The U.S. Army Airborne school is three weeks of running everywhere (we literally weren’t allowed to walk), doing pull-ups, pushups, and getting ready to fall out of an airplane.

And it was cold. The final week we had to jump five times and land four, as they say. It was the morning of my first jump and I sat with the rest of my class on metal bleachers waiting to rig up and load the planes. Breakfast was powdered eggs, undercooked bacon, and cold grits. The school chaplain was making his rounds keeping morale up-ish.

“Jones, you ready to jump this morning?” 

“Hell yes, sir!”

“What about you, White, you looking forward to getting your airborne wings?” 

“Yes, sir, I was born for this!” 

Someone chimed in, “No fear, sir. Death from above!” 

Chap turned to me. “And what about you, Hughes, are you scared?” 

“Shitless, sir.” 

My words might have just slapped everyone within earshot across the face, but in my defense, the kind of twenty-year-old who volunteers to jump out of airplanes and run toward the shooting isn’t the kind of person known for subtlety or nuance. Plus, it was early. I’ve never been a morning person. 

“But you are going to jump today right, Hughes?” 

“Of course, sir, that’s why I’m here.”

I honestly don’t remember anything between that moment freezing on the bleachers and climbing inside the actual aircraft. Time and the sheer terror of my impending act have stolen the details. I do remember the aircraft though. Once we bundled up in about fifty pounds of canvas parachute, we crammed into a C-130 airplane—the loudest most uncomfortable aircraft known to man. We sat in rows facing each other, strapped onto seats of canvas webbing. Jumpmasters—a team of specially trained paratroopers charged with making sure the jump happens safely—shouted across the plane. The roar of the engines hardly cared about our earplugs, but everyone’s nerves and stomachs meant we didn’t notice the turbulence.

Over the last two weeks, we’d learned the series of commands that the jumpmasters would shout to get everyone standing, hooked up, and out the plane safely. Amazingly a few people had even fallen asleep by the time the first one came. 

“Ten minutes!” 

My heart rate picked up but I thought to myself, Dave, this is what you came for. All you gotta do is make out the door. I pictured myself in some war movie about to jump into battle and do something awesome, like seizing an airfield. Right. Airfield seizure. And then I’ll hijack a four-wheeler at some point. It’s excitement Dave, it’s just excitement. 

Someone three or four people down puked into his shirt. The lieutenant across from me was pumping himself up.

You really don’t so much jump out of an airplane the first time, at least I didn’t. I followed the guy in front of me, handed my static line to the jumpmaster, turned, took a step, and got sucked out.

The jumpmasters on either side of the aircraft opened the doors on the sides. The cold air slapped me across the face. Shitless sir. At least the sun was out now.

“Stand up!”

Ok, now it’s fear. It’s absolutely fear.

“Hook up!”

There was a cable running the length of the plane overhead and I snapped my link to it, tracing the nylon strap back to my parachute. 

“Check static lines!”

We echoed each command and inspected the line that would open our parachutes as we left the plane. 

“Check equipment!”

It was the kind of fear that leaves you feeling naked despite having fifty awkward pounds of nylon on you. The view out the door looked like a painting. 

“Sound off for equipment check!”

ENTRIES SUPPLIED:
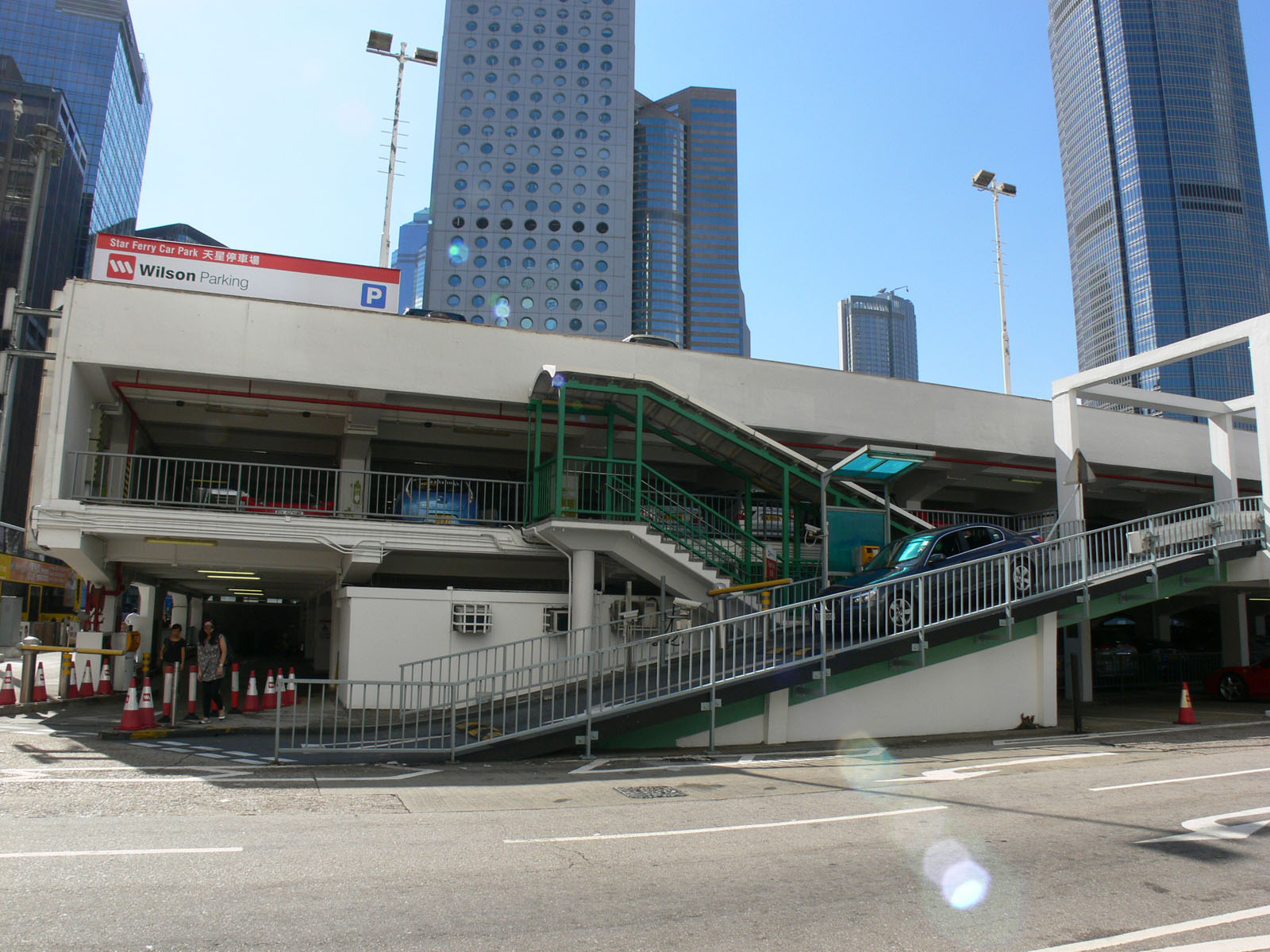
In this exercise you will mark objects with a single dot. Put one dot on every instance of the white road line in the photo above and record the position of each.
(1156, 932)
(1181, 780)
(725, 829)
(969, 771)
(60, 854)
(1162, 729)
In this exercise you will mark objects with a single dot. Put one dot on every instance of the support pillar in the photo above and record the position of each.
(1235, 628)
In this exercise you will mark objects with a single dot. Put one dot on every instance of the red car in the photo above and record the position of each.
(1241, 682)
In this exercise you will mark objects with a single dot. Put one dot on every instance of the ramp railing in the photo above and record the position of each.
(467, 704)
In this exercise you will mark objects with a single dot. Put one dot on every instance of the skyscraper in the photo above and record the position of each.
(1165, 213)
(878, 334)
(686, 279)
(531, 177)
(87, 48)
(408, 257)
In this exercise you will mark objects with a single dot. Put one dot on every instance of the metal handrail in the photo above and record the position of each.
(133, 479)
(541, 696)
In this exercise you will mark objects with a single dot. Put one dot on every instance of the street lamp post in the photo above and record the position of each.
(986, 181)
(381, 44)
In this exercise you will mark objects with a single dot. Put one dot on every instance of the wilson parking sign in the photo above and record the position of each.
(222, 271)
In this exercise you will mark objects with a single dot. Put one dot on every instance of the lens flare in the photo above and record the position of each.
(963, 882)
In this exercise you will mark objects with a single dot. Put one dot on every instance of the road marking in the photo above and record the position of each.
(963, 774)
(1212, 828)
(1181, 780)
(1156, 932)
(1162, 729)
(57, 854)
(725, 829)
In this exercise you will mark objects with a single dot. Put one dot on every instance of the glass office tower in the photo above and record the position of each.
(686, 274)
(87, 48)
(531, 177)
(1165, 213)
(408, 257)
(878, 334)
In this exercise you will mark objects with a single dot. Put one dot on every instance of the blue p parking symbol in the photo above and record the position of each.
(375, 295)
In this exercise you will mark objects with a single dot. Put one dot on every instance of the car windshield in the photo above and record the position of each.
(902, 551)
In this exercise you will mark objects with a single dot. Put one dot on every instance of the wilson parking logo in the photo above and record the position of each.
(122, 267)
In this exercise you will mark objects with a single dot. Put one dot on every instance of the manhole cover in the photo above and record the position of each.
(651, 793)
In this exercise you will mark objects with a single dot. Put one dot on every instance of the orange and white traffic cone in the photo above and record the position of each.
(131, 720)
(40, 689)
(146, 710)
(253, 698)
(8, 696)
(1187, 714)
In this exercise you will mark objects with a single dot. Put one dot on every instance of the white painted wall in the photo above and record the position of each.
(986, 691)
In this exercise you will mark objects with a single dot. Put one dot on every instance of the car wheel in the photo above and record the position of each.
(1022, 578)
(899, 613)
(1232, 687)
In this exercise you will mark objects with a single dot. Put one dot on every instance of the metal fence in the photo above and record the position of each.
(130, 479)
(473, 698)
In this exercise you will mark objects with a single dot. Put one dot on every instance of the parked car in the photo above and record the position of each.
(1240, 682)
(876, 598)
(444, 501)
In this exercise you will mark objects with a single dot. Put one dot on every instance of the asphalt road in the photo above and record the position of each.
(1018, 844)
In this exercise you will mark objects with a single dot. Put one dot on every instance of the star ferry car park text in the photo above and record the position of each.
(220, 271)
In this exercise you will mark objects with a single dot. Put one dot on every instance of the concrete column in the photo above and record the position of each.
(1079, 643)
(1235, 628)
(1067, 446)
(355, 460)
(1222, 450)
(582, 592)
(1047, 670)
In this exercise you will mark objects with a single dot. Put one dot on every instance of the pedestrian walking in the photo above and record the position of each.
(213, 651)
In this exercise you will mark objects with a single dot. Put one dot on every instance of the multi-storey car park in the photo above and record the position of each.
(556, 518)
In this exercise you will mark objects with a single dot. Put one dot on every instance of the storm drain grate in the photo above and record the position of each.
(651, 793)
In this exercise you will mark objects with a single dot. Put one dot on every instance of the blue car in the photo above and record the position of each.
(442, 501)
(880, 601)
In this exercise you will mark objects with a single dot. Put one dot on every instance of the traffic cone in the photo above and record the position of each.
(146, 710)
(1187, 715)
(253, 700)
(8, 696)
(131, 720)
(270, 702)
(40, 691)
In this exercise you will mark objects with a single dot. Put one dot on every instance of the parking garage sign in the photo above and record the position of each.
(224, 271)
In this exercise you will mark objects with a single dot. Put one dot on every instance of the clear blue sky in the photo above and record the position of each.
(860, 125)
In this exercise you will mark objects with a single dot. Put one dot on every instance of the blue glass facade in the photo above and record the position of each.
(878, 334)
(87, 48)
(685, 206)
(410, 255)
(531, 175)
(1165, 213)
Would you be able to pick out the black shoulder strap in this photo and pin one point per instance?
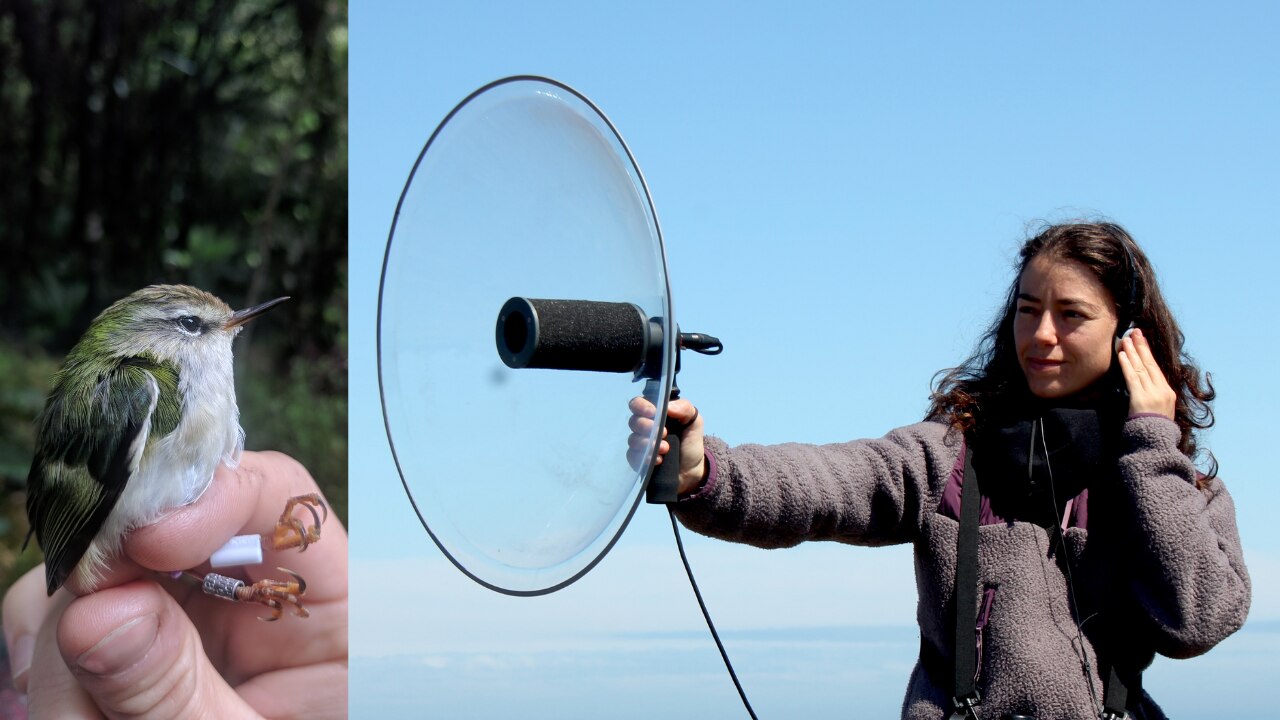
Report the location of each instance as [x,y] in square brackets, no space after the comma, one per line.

WORK INSTRUCTION A:
Answer these about the airborne school account:
(i) What was served for breakfast on the morning of the first jump?
(ii) What type of airplane did the class board?
(iii) How many times did the class have to jump in the final week?
WORK INSTRUCTION B:
Rewrite the airborne school account starting at "Someone three or" and ending at "got sucked out.", substituting "sergeant" for "lieutenant".
WORK INSTRUCTION C:
Can you resume the airborne school account after its last line?
The material is separate from the airborne school account.

RESPONSE BOX A:
(i) Powdered eggs, undercooked bacon, and cold grits.
(ii) A C-130.
(iii) Five times.

RESPONSE BOX B:
Someone three or four people down puked into his shirt. The sergeant across from me was pumping himself up.

You really don’t so much jump out of an airplane the first time, at least I didn’t. I followed the guy in front of me, handed my static line to the jumpmaster, turned, took a step, and got sucked out.

RESPONSE BOX C:
Calls of “okay” sounded from the front of the aircraft all the way to the rear of where the door and the Jumpmaster waited. My equipment hung like I’d sprouted a new bear gut, and no one could stand straight for how much the plane bounced in the air. This doesn’t happen in the movies, I thought.

“Stand by!”

If you have a heart attack and your heart’s already racing, how will you know it’s a heart attack? 

A red and green light squatted above the door. The red blinked off as the green switched on. 

“Go!” 

It’s definitely a heart attack. Should I tell someone?

The column of soon-to-be paratroopers shuffled forward like a conga line of drunkards trying to make it down the hall. You really don’t so much jump out of an airplane the first time, at least I didn’t. I followed the guy in front of me, handed my static line to the jumpmaster, turned, took a step, and got sucked out.

I snapped my body into the L-like position it was supposed to be in, and counted, “One thousand, two thousand, three thousand, fourthous—”

Snap. I was jerked upward, and I looked up to see my open parachute. When there’s nothing between you and the earth but 1,250 feet of air, the world becomes a different place. The silent, majestic sprawl opened itself to my gaze—something special and hidden from the eyes of those who can only see it from the ground. 

Eleven years, four deployments, an overseas tour, and dozens of jumps later, I found myself checking my parachute on St. Mere-Eglise drop zone. It was warm, the kind of North Carolina day perfect for jumping. A small twelve-seater waited to carry us to the skies and I smirked, thinking it looked like a drug-smuggling plane. The jumpmasters made their rounds, checking people’s parachutes. 

You’re supposed to be scared.

My ears caught a nearby soldier’s question. “Do you ever reach a point when you’re not scared at all?” 

“Hell no.” The jumpmaster sounded surprised that someone would even ask. “Falling from the sky ain’t a natural human activity. You’re supposed to be scared. Means you still have a grip on reality.”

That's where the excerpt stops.